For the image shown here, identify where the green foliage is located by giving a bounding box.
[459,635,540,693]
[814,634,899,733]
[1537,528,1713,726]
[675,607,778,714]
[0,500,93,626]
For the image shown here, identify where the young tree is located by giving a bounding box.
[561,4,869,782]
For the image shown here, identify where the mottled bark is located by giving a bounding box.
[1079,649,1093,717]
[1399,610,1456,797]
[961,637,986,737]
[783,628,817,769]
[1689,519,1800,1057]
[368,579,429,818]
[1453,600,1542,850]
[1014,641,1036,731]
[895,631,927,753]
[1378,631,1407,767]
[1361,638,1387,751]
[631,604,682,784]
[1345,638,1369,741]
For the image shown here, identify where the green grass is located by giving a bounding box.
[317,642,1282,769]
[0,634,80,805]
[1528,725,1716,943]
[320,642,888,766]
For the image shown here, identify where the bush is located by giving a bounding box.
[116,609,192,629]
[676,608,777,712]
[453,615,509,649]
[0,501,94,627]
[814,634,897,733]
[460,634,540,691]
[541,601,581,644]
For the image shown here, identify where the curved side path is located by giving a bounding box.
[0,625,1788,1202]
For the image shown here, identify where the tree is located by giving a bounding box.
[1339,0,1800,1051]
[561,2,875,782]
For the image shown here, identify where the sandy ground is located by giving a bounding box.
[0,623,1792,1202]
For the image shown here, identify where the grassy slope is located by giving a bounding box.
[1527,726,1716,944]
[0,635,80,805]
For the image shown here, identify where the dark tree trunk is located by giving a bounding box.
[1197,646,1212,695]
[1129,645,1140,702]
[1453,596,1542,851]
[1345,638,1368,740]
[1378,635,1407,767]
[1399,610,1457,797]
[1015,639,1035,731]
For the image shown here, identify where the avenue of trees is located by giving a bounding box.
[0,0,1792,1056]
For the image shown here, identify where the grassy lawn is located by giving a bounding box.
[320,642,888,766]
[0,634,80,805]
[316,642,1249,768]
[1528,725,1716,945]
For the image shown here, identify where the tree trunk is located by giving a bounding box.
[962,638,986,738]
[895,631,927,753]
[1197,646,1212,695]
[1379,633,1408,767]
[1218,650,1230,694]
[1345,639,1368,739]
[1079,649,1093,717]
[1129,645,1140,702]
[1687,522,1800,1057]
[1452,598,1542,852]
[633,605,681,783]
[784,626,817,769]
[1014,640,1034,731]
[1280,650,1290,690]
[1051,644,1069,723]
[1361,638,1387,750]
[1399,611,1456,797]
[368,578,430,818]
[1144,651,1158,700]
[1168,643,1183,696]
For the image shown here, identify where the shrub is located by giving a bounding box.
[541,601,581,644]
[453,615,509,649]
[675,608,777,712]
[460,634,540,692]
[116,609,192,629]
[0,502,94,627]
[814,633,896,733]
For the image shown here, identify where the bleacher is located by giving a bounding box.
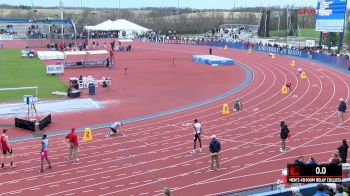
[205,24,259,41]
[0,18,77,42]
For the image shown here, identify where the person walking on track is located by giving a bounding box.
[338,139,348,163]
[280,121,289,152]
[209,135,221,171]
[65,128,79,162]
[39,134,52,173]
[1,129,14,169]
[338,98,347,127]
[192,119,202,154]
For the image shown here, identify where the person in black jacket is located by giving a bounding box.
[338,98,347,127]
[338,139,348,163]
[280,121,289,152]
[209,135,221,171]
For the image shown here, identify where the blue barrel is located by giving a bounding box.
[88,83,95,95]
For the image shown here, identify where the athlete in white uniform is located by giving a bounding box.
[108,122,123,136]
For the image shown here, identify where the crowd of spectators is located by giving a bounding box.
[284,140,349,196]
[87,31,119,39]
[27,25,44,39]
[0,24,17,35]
___
TASK PROMPT: Reproduce every record verbatim, please. Omit the images.

PROBLEM SOLUTION:
For the image shown here, identify where the green foliage is located by giving a bounding box.
[459,635,540,693]
[814,634,899,733]
[1537,528,1713,726]
[675,607,778,714]
[0,500,93,626]
For the image shown here, identify where the young tree is located by giving a bounding box.
[561,4,869,782]
For the image shown here, identify where the mottled bark is located by giving a bounding box.
[1079,649,1093,717]
[1399,610,1456,797]
[961,637,986,737]
[783,628,817,769]
[1689,519,1800,1057]
[368,579,429,818]
[1453,600,1542,850]
[1014,641,1036,731]
[895,631,927,753]
[1378,631,1407,767]
[1361,638,1387,751]
[631,604,682,784]
[1345,638,1369,741]
For the image shown here, identify where the green grass is located by giving a bounding box.
[317,642,1282,769]
[0,634,80,805]
[1528,725,1716,943]
[320,642,888,766]
For the image shown here, identify where the bush is located by giving a bounding box.
[116,609,192,629]
[676,608,777,712]
[453,615,509,649]
[0,501,94,627]
[814,634,897,733]
[460,634,540,691]
[541,601,581,644]
For the image shown here, identify where the curved side path is located by giving a bounding box.
[0,625,1788,1202]
For the image shown here, identify where the tree is located by giving a bounding box.
[1339,0,1800,1051]
[561,2,875,782]
For the image shown here, identify where the sandy ground is located by giving a bounding box.
[0,623,1792,1202]
For the image shown here, identify where the grassy slope is located by giving a bounding box.
[1527,726,1716,944]
[0,635,80,805]
For the image shown here, identify where the dark tree trunk is located by giving a bounding box.
[1197,646,1212,695]
[1129,645,1140,702]
[1453,596,1542,851]
[1345,638,1368,740]
[1378,635,1407,767]
[1399,610,1457,797]
[1015,639,1035,731]
For the image shown here, identify where the avenue of trees is located by giving a bounding box.
[0,0,1792,1056]
For the image shown here, identify where the grassy lawn is located by giving a bounding box.
[320,642,888,766]
[0,634,80,805]
[316,642,1249,768]
[1528,725,1716,945]
For the image shown here, identify where the tree trunk is located by giving a bounding box.
[962,638,986,738]
[895,631,927,753]
[1197,646,1212,695]
[1379,633,1408,767]
[1218,650,1230,694]
[1345,639,1368,739]
[1079,649,1093,717]
[1129,645,1140,702]
[1687,522,1800,1057]
[1452,598,1542,852]
[633,605,681,783]
[784,626,817,769]
[1014,640,1034,731]
[1280,650,1290,690]
[1051,644,1069,723]
[1361,638,1387,750]
[1399,611,1456,797]
[368,578,430,818]
[1144,651,1158,700]
[1168,643,1183,696]
For the image shown here, identify where the shrub is located by giving a bounding box.
[541,601,581,644]
[453,615,509,649]
[675,608,777,712]
[460,634,540,692]
[116,609,192,629]
[0,502,94,627]
[814,633,896,733]
For the image shown here, identify where the bleacher is located by giving a bounding box.
[205,24,259,41]
[0,18,77,42]
For the image shown here, identify where the person walking on track is located by giving a bounding box.
[338,139,348,163]
[280,121,289,152]
[209,135,221,171]
[65,128,79,162]
[39,134,52,173]
[1,129,14,169]
[338,98,347,127]
[192,119,202,154]
For the image shown here, identify where the person in black jacket is located by giving a bounding box.
[338,98,347,127]
[338,139,348,163]
[280,121,289,152]
[209,135,221,171]
For the image shown here, identify where the blue barrel is located by giving a bounding box.
[88,83,95,95]
For the image shown here, identify where the athlete in white uniform is located by giving a bounding box.
[108,122,123,136]
For the image shown here, identify where the crowd of spectators is located by giving a bounding box.
[284,140,349,196]
[87,31,119,39]
[27,25,44,39]
[0,24,17,35]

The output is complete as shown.